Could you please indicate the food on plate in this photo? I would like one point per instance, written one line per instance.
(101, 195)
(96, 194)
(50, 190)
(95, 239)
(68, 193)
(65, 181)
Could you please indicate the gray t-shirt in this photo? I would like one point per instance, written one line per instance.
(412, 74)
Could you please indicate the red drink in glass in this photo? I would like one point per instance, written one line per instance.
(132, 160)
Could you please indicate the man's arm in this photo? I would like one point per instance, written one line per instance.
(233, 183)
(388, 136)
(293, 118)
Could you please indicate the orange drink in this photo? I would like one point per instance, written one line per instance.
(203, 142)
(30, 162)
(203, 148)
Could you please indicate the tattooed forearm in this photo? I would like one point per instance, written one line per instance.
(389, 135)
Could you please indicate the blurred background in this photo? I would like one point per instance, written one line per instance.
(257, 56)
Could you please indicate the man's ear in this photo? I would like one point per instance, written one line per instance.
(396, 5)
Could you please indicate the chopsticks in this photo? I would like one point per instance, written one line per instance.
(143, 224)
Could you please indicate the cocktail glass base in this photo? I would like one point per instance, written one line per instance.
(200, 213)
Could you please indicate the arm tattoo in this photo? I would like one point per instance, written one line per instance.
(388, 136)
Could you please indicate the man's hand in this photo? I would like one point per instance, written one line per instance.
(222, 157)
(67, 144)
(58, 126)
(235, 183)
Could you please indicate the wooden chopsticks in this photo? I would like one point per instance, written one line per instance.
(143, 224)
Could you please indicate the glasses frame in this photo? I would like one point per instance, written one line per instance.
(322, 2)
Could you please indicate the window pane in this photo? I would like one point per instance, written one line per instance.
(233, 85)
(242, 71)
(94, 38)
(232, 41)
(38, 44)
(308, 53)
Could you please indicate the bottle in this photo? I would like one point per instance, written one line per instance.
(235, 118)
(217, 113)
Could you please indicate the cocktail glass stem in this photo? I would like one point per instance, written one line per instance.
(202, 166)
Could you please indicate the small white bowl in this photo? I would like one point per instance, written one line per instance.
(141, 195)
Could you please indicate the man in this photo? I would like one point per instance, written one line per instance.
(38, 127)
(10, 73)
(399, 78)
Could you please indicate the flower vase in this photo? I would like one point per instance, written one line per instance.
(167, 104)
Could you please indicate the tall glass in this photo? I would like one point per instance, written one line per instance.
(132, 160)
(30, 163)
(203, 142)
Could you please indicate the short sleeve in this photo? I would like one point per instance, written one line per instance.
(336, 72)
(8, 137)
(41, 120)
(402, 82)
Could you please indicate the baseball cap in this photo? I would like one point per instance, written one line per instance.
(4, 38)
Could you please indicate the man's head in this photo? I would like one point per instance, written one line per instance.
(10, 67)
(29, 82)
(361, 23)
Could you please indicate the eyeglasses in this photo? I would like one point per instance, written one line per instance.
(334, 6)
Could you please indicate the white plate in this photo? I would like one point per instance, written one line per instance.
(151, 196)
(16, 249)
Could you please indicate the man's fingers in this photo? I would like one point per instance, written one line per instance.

*Assignment:* Every record, from the first to the last, should be transcribed exactly.

*Answer section:*
Could you please indicate the food on plate in this photo? I would like one point per instance, written one line per instance.
(101, 195)
(96, 194)
(50, 190)
(95, 239)
(68, 193)
(65, 181)
Could you please indicate the gray t-shirt in this photo? I would like one point per instance, written one line per instance.
(412, 74)
Could you please indicate the red drink in glass in this photo? I would like one point per instance, written one line per instance.
(132, 160)
Could you please indicate the man's arm in this photo? I would like one point per instance, written one line per instance.
(233, 183)
(388, 136)
(293, 118)
Could you please indicate the orange drink in this photo? I would like one point per instance, written one line per instance.
(203, 142)
(30, 162)
(203, 148)
Could you please indicate the tattooed forearm in this photo? I would like one point per instance, written one line per instance.
(389, 135)
Could you please indicate the blurred background in this photo? I would like one point per instance, written one line per instance.
(257, 56)
Could you please indicate the man's ear in this photo? I would like one point per instance, written one line per instance.
(396, 5)
Could you please indicate the chopsticks in this photo? I would like one point per instance, written one line per instance.
(143, 224)
Could you please indicate the cocktail glass base in this photo? I would like one point per instance, written one line per instance.
(200, 213)
Could you please indicate the arm tattoo in this photo? I would like one point per instance, written one line per instance.
(388, 136)
Could you please indicate the man's hand in this photo? I would like one point per instance, written one line per instance.
(222, 157)
(67, 144)
(58, 126)
(235, 183)
Could you please indicate the wooden chopsticks in this photo? I would like one point per instance, written one line per instance.
(143, 224)
Could you please indicate the glasses frame in this photo? I would like one point per instance, written one line per instance.
(322, 2)
Could you please indicate the window pane in this photo? I would like one point per instance, written one line per instance.
(233, 85)
(242, 71)
(94, 38)
(232, 41)
(38, 44)
(308, 53)
Could you please indicate the bottle in this photo? I would like one point per instance, written one line per instance.
(235, 118)
(217, 113)
Could you please indicate the cocktail glass stem in this photo? I would like one point per instance, written one line per instance.
(202, 166)
Could you please indicate the small white bowl in this photo? I would like one point per instance, written one line per instance.
(141, 195)
Could you please indicate the man in this photo? I would like one point per instance, written one line per instance.
(38, 127)
(10, 73)
(399, 78)
Could you please indicate the flower vase in this photo? I would like one point per instance, written one line per instance.
(167, 104)
Could you please indicate the tall glass in this photo? I would like one point per instance, written one line per instance.
(132, 160)
(30, 163)
(203, 142)
Could you please indicate the short sleeve in this photo? I would like one point per instance, written one line per instance.
(336, 72)
(8, 137)
(41, 120)
(402, 82)
Could you please indicate the baseball cap in this photo? I would like one point per instance, written one line per instance.
(4, 38)
Could you please indicate the man's head in this photo? I would like one point per instance, written one line per instance.
(10, 67)
(29, 82)
(361, 23)
Could you please indicate the eyeglasses in this photo? I would like one point per instance, written one line per instance.
(334, 6)
Could you please indicate the white plate in this photo? I would like one point per instance, written one line per instance.
(151, 196)
(16, 249)
Could you please indicate the man's fingers in this photo? I would like one point per instance, written one line per instance.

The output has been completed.